**Texto da página**
=====

Em 4 de fevereiro de 2019, uma pesquisadora do Facebook criou uma nova conta na rede social para testar como seria a experiência de um usuário que vive em Kerala, na Índia.

Nas três semanas seguintes, a conta operou conforme uma regra simples: siga todas as recomendações geradas pelos algoritmos do Facebook para ingressar em grupos, assistir a vídeos e explorar novas páginas do site. O resultado foi uma inundação de discurso de ódio, desinformação e celebrações de violência, que foram documentadas em um relatório interno do Facebook publicado no final daquele mês.

"Seguindo o feed de notícias desse usuário de teste, vi mais imagens de pessoas mortas nas últimas três semanas do que em toda a minha vida", escreveu a pesquisadora do Facebook.

A bandeira da Índia é vista por meio de um logotipo do Facebook impresso em 3D
A bandeira da Índia é vista por meio de um logotipo do Facebook impresso em 3D - Dado Ruvic / Ilustração / Reuters

O relatório foi um entre dezenas de estudos e memorandos escritos por funcionários do Facebook que lidam com os efeitos da rede social na Índia. Eles oferecem claras evidências de uma das críticas mais sérias feitas por ativistas de direitos humanos e políticos contra a empresa de alcance global: ela entra num país sem compreender bem seus efeitos potenciais na cultura e na política local e não consegue empregar recursos para agir sobre os problemas quando eles ocorrem.

=====

(Dados de localização de expressões referenciais)
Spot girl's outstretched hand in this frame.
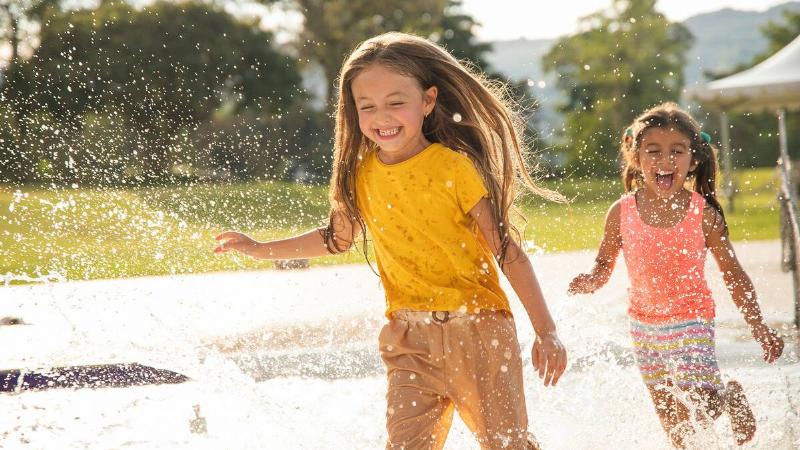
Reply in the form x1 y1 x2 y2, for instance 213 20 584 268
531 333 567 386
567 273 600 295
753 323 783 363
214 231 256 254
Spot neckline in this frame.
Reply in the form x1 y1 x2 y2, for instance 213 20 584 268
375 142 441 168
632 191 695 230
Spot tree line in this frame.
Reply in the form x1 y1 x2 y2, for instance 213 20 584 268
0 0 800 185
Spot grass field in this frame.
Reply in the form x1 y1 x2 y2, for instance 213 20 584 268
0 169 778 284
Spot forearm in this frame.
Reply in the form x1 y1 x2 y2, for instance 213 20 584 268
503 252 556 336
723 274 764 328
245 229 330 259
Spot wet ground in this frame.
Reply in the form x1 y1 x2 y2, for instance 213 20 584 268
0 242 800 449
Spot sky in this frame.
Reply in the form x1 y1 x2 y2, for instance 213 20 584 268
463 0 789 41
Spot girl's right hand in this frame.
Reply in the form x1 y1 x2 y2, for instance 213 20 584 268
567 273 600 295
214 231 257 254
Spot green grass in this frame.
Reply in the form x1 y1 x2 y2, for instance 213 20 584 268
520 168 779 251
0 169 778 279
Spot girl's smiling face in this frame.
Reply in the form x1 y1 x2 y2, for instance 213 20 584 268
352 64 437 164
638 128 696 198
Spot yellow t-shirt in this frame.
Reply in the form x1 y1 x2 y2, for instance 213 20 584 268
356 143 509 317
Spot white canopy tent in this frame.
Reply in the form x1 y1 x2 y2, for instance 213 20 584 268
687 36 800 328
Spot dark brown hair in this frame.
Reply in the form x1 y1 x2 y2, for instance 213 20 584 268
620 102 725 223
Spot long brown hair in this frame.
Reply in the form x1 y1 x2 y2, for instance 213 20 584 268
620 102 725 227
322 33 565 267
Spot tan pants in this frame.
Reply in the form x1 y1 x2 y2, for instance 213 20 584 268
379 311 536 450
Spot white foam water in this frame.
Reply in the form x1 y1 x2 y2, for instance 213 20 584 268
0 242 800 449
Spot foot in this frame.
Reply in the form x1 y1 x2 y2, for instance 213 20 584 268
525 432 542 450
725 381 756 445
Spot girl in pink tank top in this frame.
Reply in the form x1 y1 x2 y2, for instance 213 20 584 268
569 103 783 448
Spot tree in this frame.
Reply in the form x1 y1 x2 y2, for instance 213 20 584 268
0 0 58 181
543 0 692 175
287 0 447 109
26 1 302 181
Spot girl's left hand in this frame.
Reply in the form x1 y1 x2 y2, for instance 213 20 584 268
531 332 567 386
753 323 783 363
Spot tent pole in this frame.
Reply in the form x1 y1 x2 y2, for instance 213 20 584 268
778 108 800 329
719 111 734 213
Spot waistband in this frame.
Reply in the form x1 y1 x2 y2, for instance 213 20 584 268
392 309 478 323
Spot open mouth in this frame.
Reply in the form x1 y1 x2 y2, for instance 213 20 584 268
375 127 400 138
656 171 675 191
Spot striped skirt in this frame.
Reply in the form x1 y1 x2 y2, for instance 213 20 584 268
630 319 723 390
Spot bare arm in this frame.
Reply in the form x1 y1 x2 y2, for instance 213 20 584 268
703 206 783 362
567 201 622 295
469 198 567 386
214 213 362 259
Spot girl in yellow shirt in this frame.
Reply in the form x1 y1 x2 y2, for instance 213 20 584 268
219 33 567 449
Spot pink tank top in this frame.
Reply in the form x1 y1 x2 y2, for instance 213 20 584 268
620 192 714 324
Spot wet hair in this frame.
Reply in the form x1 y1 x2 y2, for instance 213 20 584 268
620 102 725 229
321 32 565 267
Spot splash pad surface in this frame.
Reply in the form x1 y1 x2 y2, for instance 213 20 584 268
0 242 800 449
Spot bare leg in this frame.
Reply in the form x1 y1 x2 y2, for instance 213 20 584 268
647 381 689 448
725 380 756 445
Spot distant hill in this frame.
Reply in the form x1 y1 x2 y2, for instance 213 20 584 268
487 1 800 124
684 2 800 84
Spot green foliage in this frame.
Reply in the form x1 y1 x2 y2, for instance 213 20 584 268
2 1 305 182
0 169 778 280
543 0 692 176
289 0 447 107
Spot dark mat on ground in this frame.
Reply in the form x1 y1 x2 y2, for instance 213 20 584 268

=====

**Tarefa A**
Reproduza todo o trecho do texto sobre o Facebook na Índia que vai de "Em 4 de fevereiro" até "pesquisadora do Facebook.".
**Tarefa B**
Dê continuidade ao texto sobre o Facebook na Índia, começando logo após a última frase apresentada.

**Resposta esperada A**
Em 4 de fevereiro de 2019, uma pesquisadora do Facebook criou uma nova conta na rede social para testar como seria a experiência de um usuário que vive em Kerala, na Índia.

Nas três semanas seguintes, a conta operou conforme uma regra simples: siga todas as recomendações geradas pelos algoritmos do Facebook para ingressar em grupos, assistir a vídeos e explorar novas páginas do site. O resultado foi uma inundação de discurso de ódio, desinformação e celebrações de violência, que foram documentadas em um relatório interno do Facebook publicado no final daquele mês.

"Seguindo o feed de notícias desse usuário de teste, vi mais imagens de pessoas mortas nas últimas três semanas do que em toda a minha vida", escreveu a pesquisadora do Facebook.

**Resposta esperada B**
Com 340 milhões de pessoas usando as várias plataformas de rede social do Facebook, a Índia é o maior mercado da empresa. E seus problemas no subcontinente apresentam uma versão ampliada das questões que ela enfrentou no mundo todo, agravados pela falta de recursos e pela inexperiência nas 22 línguas oficialmente reconhecidas da Índia.

Os documentos internos obtidos por um consórcio de organizações de notícias que incluiu o The New York Times fazem parte de um conjunto de documentos chamado de "The Facebook Papers" (Os Papéis do Facebook, em inglês). Eles foram coletados por Frances Haugen, uma ex-diretora de produto do Facebook que se tornou uma denunciante e recentemente depôs perante uma subcomissão do Senado dos Estados Unidos sobre a empresa e suas plataformas de rede social.

As referências à Índia se espalhavam entre os documentos apresentados por Haugen à Comissão de Valores Mobiliários em uma reclamação no início deste mês.

Os documentos incluem relatórios sobre como robôs (bots) e contas falsas ligadas ao partido no governo do país e a figuras da oposição estavam causando estragos nas eleições nacionais. Eles também detalham como um plano defendido pelo CEO do Facebook, Mark Zuckerberg, para se concentrar em "interações sociais significativas", ou comunicações entre amigos e familiares, estava levando a mais desinformação na Índia, especialmente durante a pandemia.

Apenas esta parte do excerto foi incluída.